- Задания
A – Изложите отрывок о теплоходе «Минск» в двух предложениях.
B – В какое море, согласно отрывку о теплоходе «Минск», бросали за борт трупы?
C – Пожалуйста, продолжите отрывок о теплоходе «Минск», начав сразу после его последнего предложения.

======== Отрывок

А тогда, тогда… тросами поднимали с двойного второго дна наверх трупы замученных, удушенных, изнасилованных, зарезанных, казненных и бросали за борт в Охотское море…
Острозубые хищницы окружали легкую добычу и каждый раз женщины кричали при этом: «Акулы, смотрите, акулы набрасываются на трупы!..»
Одной из самых первых бросили за борт Стрелку — я это сама видела — и только тогда узнала от вездесущих женщин, которые объяснили, что она была кобёл[4], а таких жуки раздирали живьем на части.
Стоя у правого борта и будучи невольной свидетельницей, каждый раз у меня возникала мысль: а как конвойные будут отчитываться власти за трупы?!
Ведь если представить себе и участь той тотальной и придирчиво строгий характер не раз проводимых проверок заключенных, конвоиры должны были нести ответственность.
Но позже вопрос этот меня уже не волновал.
То безответственное и беспощадное отношение к заключенным женщинам, допущенное и конвойными властями и администрацией т/к «Минск», который в конце мая 1951 года первым открывал навигацию и в трюме которого возник «большой колымский трамвай» — повальное массовое изнасилование — говорило о многом: за заключенных никто не отвечал.
За три-два дня до прибытия в Магадан, усеченная «зона» на палубе была настолько плотно забита вырвавшимися из трюмного ада женщинами, что, буквально слипшись в неразрывный ком, мы не имели никакой возможности из него вырваться: мочились под себя, стоя — нас превратили в скот, хуже чем скот.

================
======== Исходные данные

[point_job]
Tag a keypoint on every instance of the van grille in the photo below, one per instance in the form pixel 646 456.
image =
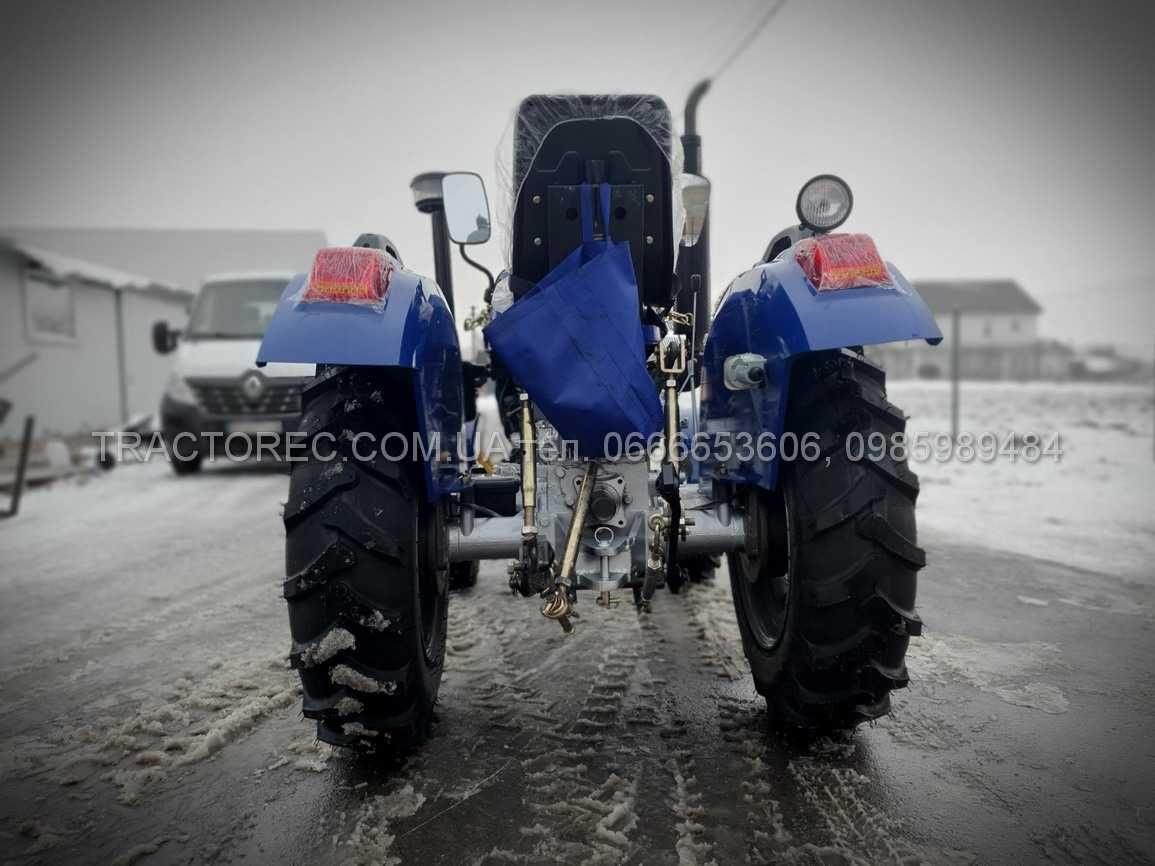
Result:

================

- Ответы по заданиям
A – С теплохода «Минск», который в конце мая 1951 года первым открывал навигацию, в Охотское море сбрасывали трупы замученных и убитых заключённых женщин, и на них набрасывались акулы. Массовое изнасилование в трюме говорило о том, что за заключённых никто не отвечал, а за два-три дня до прибытия в Магадан женщин так плотно набили на палубе, что они не могли сдвинуться с места.

B – В Охотское море.

C –
Морской этап длился дней десять, а вернее, я потеряла счет дням и времени…
Наконец «Минск» причалил в бухте Нагаево. Кто был на палубе, первым ступил на колымскую землю: серое холодное тяжелое небо надолго нависло над нами…
Нас долго мурыжили на пристани, тщательнейшим образом скрупулезно проверяя и пересчитывая…
Этап не двигался.
Окоченевшие, голодные, измученные, мы несколько часов простояли на причале, недоумевая: «В чем дело?»
… К Нагаеву мчались пожарные машины, и было непонятно: почему? — ведь пожара нет?
Позже выяснилось.
По прибытии к месту назначения солдаты открыли наконец выходной люк трюма, но никто наружу уже не выходил. Приказы конвоиров: «На выход!» — рассеивались в воздухе…
Уголовники не отпускали женщин, а тех, кто пытался выползти, — казнили на месте… Никакие меры не действовали: ни окрики, ни приказы, ни стрельба…
И тогда вызвали пожарных, которые из брандспойтов мощной струей под давлением выбивали, как клопов, засевших в трюме насильников.
Трюм наполнялся водой, поступавшей из моря по шлангам, протянутым в люки, нижние нары затоплены, жуки выползали на средние: пловцы, трупы и человеческие экскременты вперемежку плавали на поверхности… Но блатные не сдавались, обсев средние ярусы под прикрытием верхних, они еще долгие часы держали крайне обострившуюся ситуацию…
Позже рассказывали, что трюм был залит водой настолько, что на плаву держаться было невозможно, последних преступников вылавливали баграми и сетями (?!).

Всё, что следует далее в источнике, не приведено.